▸ **SOURCE DATA**
--- begin ---
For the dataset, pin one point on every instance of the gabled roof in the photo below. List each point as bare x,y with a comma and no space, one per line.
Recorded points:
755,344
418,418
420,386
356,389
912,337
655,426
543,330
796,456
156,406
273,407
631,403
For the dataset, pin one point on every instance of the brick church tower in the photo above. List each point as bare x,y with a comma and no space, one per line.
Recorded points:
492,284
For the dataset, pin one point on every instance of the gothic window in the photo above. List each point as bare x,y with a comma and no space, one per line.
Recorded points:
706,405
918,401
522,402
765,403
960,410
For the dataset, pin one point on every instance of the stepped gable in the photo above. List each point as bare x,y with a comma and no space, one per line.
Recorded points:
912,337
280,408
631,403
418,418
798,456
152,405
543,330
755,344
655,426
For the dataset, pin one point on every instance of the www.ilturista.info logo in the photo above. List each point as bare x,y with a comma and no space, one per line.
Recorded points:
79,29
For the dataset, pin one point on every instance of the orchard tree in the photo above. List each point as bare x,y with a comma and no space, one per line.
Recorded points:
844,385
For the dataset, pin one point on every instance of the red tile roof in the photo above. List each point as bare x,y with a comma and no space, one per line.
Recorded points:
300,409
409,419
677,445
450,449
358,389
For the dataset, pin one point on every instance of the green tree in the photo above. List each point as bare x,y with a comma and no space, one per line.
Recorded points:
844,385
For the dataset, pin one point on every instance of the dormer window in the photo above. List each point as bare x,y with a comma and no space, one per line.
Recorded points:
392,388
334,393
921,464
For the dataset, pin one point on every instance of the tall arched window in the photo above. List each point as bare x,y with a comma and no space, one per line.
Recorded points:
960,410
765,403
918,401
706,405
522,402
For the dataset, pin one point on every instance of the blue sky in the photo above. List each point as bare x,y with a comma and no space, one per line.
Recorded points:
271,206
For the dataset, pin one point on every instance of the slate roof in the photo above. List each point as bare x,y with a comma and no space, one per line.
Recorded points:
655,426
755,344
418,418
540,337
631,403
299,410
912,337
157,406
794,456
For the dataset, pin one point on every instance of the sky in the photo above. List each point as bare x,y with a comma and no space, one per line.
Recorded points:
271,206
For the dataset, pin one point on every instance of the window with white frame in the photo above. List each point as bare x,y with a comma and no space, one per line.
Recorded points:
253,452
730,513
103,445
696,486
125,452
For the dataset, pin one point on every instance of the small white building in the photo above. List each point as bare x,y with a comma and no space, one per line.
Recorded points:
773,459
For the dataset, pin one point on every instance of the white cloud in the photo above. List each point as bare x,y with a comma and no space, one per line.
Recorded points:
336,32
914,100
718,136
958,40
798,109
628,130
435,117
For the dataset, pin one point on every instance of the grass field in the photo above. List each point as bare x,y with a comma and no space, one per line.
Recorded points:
--- end ---
▸ **TASK DIRECTIONS**
Copy the entries above, putting "Marked points" wherever "Recorded points" occurs and leaving everything else untouched.

▸ **CORRECT ANSWER**
For the dataset, pin one point on every instance of the gabled roof in the photo below. List each point as bare x,y with a comma and no space, one per line.
Marked points:
755,344
418,418
420,386
356,389
912,337
655,426
543,330
796,456
156,406
273,407
631,403
For the dataset, pin one point on every instance of the brick church tower in the photo above. List each point as bare x,y with a comma and no space, one per line.
Marked points:
492,284
For the dataset, pin one point on every instance of the gothic window in the photo above. List each point as bare x,y with a comma and no space, one per line.
Marked points:
706,405
918,401
522,402
765,403
960,410
For the dataset, pin one point on every instance of the stepped gable in the photo above. List each point as bare x,y with a comma and no space, one per line.
Marked points:
912,337
280,408
631,403
418,418
798,456
152,405
543,330
755,344
655,426
For the dataset, pin one point on every instance of the www.ilturista.info logo in the photo above. List each point as bare x,y with a comma and no space, one per line.
Marked points:
79,29
For the dataset, pin one point on every instance of the orchard tree in the photo above. List each point as bare x,y with a comma and no space, one per line.
Marked points:
844,385
For the dataset, pin one point on every instance of the red tile roof in the photo above. List each point as bare x,y with a comma and no space, one per line.
Marked points:
300,409
409,419
677,445
450,449
358,389
For the dataset, pin one point on every instance of the green tree in the photo above. List each point as bare x,y with a comma and no space, one per line.
Marked points:
844,385
For the dataset, pin one point on every instance of the dormer window in the photo above. List each point as bare x,y with a comma and no space, one per line.
Marked points:
392,388
334,393
921,464
For the dataset, pin one point on every instance of the tall arched window in the photo above. List each point as bare x,y with a comma and no space, one per line.
Marked points:
960,410
765,403
918,401
706,405
522,402
For the dataset, pin one point on every instance of the blue sky in the photo above. List each point as bare x,y with a comma and no space, one per line.
Marked points:
271,206
For the dataset, pin one point on every instance of the slate roof in the photo above. List each point as bare x,y with a comma and no space, one per line.
Marked points:
655,426
755,344
418,418
540,337
631,403
299,410
912,337
157,406
794,456
For the dataset, pin one point on every instance of the sky in the photo above. List each point as bare x,y with a comma and no space, one per line.
Marked points:
271,206
For the dataset, pin one point on every instance of the window with white frame in the photo above. List each point as bare x,y with a comma and no space, one per line.
Marked points:
253,452
730,513
103,445
696,486
125,452
For the dataset, pin one point on every instance of the small white building in the photo above. List each point as bare x,y with a comma and no space, one per line.
Marked points:
773,459
For the dataset, pin one point on every instance of the white cloud in the photo above. List each point as bare x,y with a comma and no space, one per line.
Marked points:
336,32
914,100
718,136
958,40
798,109
628,130
435,117
For the dataset, pin one point on every instance of the grass field in the photo above. List each point as bare x,y with a comma and no space, one per line.
Marked points:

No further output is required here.